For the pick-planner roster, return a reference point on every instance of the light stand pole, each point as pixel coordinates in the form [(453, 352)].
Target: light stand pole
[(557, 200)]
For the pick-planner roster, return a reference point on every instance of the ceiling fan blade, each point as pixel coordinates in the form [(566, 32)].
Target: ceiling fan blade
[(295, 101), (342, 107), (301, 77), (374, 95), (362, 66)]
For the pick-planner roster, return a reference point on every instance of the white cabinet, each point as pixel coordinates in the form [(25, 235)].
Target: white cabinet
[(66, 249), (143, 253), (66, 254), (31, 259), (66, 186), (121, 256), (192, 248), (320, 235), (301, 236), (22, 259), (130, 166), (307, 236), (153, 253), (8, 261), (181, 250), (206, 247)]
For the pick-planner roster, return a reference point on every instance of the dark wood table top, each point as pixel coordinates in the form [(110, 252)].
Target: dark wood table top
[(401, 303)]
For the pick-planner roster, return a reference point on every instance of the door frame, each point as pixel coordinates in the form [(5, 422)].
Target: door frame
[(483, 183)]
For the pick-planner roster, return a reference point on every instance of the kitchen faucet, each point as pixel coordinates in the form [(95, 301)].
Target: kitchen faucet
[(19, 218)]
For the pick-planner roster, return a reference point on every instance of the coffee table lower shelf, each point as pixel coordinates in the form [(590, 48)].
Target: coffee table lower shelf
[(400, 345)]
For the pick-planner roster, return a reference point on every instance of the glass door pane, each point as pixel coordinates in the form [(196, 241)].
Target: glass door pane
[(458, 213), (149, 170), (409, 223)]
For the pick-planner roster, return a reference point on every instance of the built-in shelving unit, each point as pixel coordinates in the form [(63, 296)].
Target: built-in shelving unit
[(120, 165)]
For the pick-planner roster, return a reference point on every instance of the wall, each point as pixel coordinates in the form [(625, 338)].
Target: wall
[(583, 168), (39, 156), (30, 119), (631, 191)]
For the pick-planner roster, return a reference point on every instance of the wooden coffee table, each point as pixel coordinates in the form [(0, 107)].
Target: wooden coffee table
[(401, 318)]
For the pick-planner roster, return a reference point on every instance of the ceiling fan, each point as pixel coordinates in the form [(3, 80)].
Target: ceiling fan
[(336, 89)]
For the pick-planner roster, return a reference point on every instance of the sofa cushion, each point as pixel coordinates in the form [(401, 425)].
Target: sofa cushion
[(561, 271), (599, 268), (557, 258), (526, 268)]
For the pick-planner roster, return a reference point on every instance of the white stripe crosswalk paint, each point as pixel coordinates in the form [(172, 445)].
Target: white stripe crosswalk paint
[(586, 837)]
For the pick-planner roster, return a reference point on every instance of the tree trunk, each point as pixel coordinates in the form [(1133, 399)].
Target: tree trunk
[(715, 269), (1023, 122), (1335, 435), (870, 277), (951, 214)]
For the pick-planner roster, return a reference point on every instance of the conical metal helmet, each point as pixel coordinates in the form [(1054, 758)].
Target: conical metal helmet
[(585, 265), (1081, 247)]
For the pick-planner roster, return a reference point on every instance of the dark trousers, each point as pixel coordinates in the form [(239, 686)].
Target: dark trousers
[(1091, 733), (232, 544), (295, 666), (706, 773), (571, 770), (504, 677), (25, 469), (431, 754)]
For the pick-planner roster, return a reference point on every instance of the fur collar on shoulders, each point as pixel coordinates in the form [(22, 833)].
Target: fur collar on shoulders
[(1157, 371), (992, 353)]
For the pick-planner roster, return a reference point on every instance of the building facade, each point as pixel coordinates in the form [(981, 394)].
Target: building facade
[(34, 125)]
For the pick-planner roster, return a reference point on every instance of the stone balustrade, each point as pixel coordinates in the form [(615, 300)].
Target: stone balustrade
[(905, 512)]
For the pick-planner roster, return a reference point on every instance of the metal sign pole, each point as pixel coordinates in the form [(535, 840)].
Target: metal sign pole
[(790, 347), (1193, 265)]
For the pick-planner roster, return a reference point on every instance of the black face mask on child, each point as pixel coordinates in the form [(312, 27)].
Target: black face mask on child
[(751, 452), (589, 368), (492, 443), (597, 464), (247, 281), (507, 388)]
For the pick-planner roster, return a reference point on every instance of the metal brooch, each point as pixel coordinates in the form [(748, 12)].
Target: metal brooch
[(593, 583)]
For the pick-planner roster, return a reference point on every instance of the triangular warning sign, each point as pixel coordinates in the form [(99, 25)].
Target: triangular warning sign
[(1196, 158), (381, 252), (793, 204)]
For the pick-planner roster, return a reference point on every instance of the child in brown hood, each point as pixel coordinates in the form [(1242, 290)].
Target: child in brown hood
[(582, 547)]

☆ ☆ ☆

◆ Problem to solve:
Swap every occurrence of "pick-planner roster" for "grasp-planning list" in all the entries above, and leave the rest unchanged.

◆ Response to the task:
For the grasp-planning list, return a reference point on every instance of the light stand pole, each point as pixel coordinates in the form [(453, 352)].
Target: light stand pole
[(557, 200)]
For the grasp-planning list, return a reference point on every instance of the ceiling fan blade, each point as pixel coordinates in the form [(566, 32)].
Target: ceiling fan blade
[(295, 101), (342, 107), (301, 77), (374, 95), (362, 66)]
For the grasp-planning list, return a reference point on every instance of the white cabinet, each point as pixel coordinates in the form [(25, 235)].
Target: white cabinet
[(66, 249), (143, 253), (66, 254), (31, 259), (66, 186), (121, 256), (192, 248), (320, 235), (301, 236), (22, 259), (130, 166), (307, 236), (153, 253), (8, 261), (181, 250), (206, 247)]
For the grasp-planning list, return a reference point on every instance of the dark wood table top, each point as pixel coordinates in the form [(110, 252)].
Target: dark wood table top
[(401, 303)]
For the grasp-planning list, return a reference point on every instance of the door frame, each point as pixel coordinates in the form [(5, 422)].
Target: door frame
[(483, 183)]
For the grasp-planning list, return a reference point on every instance of the kitchen faucet, each point as pixel coordinates in the form [(95, 301)].
Target: kitchen faucet
[(19, 218)]
For the grasp-planning list, return a reference point on every instance of the coffee table lower shelf, each point as pixel coordinates in the form [(590, 48)].
Target: coffee table lower shelf
[(400, 345)]
For the grasp-planning list, return a reference point on every instance of the glass door pane, each point as pixel coordinates in the form [(196, 241)].
Target: glass door pane
[(458, 213), (149, 170), (409, 223)]
For the grasp-planning list, return a reference point on every instance of the built-in shelving unit, each point as pixel coordinates in the form [(63, 296)].
Target: built-in shelving unit
[(120, 165)]
For the grasp-planning list, return a reference point on every instance of the wall, each point as pixel coordinates in the form [(625, 338)].
Target: wall
[(583, 168), (39, 156), (30, 119), (631, 191)]
For the grasp-planning list, return a reference point on every instance of the wooden coffee table, each point as pixel coordinates in the form [(0, 107)].
Target: wooden coffee table
[(401, 318)]
For the grasp-planning list, return a reference point on every instance of the ceiling fan, each point as pixel coordinates in the form [(3, 80)].
Target: ceiling fan
[(336, 89)]
For the grasp-planning list, return a reference point on every instance of the sofa cushion, each point as pixel coordinates in the form [(401, 425)].
Target: sofa cushion
[(561, 271), (599, 268), (557, 258), (526, 268)]
For the grasp-planning list, return a reference point on every instance of the white stripe crosswalk paint, each point as pixel coordinates in the form [(172, 445)].
Target: white stripe crosswalk paint
[(586, 837)]
For the grasp-planning list, return a reference point on every instance of the tree trunk, each point as pixel coordinates in the form [(1133, 399)].
Target: tree trunk
[(715, 269), (1023, 122), (1335, 435), (870, 277), (951, 214)]
For the grasp-planning list, return a reference point on every instance of the conical metal helmet, each point as pixel coordinates in the form [(1054, 758)].
Target: conical metal helmet
[(585, 265), (1081, 247)]
For the grasp-planning list, return a reference point on every instance of the dark trousers, each point as pixel coordinates in the form [(239, 686)].
Target: dark trousers
[(1091, 733), (232, 544), (295, 666), (706, 773), (571, 770), (504, 677), (25, 469), (431, 754)]
For the grasp-planning list, return a reference point on every instance of the fur collar on shoulders, each point as pixel coordinates in the form [(22, 833)].
Target: fur collar on shoulders
[(1157, 371), (992, 353)]
For the grasp-planning list, return a reference point on every instance of the building facade, each point as pixel coordinates in the form [(981, 394)].
Target: building facade
[(34, 125)]
For the grasp-planning list, return a reference point on every instance of the stone balustrade, each point as pixel coordinates in the form [(615, 300)].
Target: stone balustrade
[(905, 512)]
For the grasp-planning list, return a reference point on every instance of the metal sign pole, each point as pixel coordinates in the form [(535, 840)].
Target: metal sign pole
[(790, 347), (1193, 265)]
For the grasp-planning list, return a reference point on every instance of the black face mask on child, each point as pixel coordinates in the form [(312, 27)].
Target: black face mask on child
[(751, 452), (589, 368), (492, 443), (597, 464), (247, 281), (507, 388)]
For the grasp-planning list, return a reference point on every instance of the metal brooch, each point as pixel coordinates in the form [(748, 12)].
Target: metal brooch
[(593, 583)]
For the grasp-planning list, return a reference point on every instance of the triangular warning sign, each point as pixel coordinates in the form [(99, 25)].
Target: triangular warning sign
[(1196, 158), (381, 252), (793, 204)]
For the grasp-planning list, return a reference point on every instance of the child in brown hood, each point as pixel coordinates in the form [(1242, 290)].
Target: child in brown hood
[(582, 547)]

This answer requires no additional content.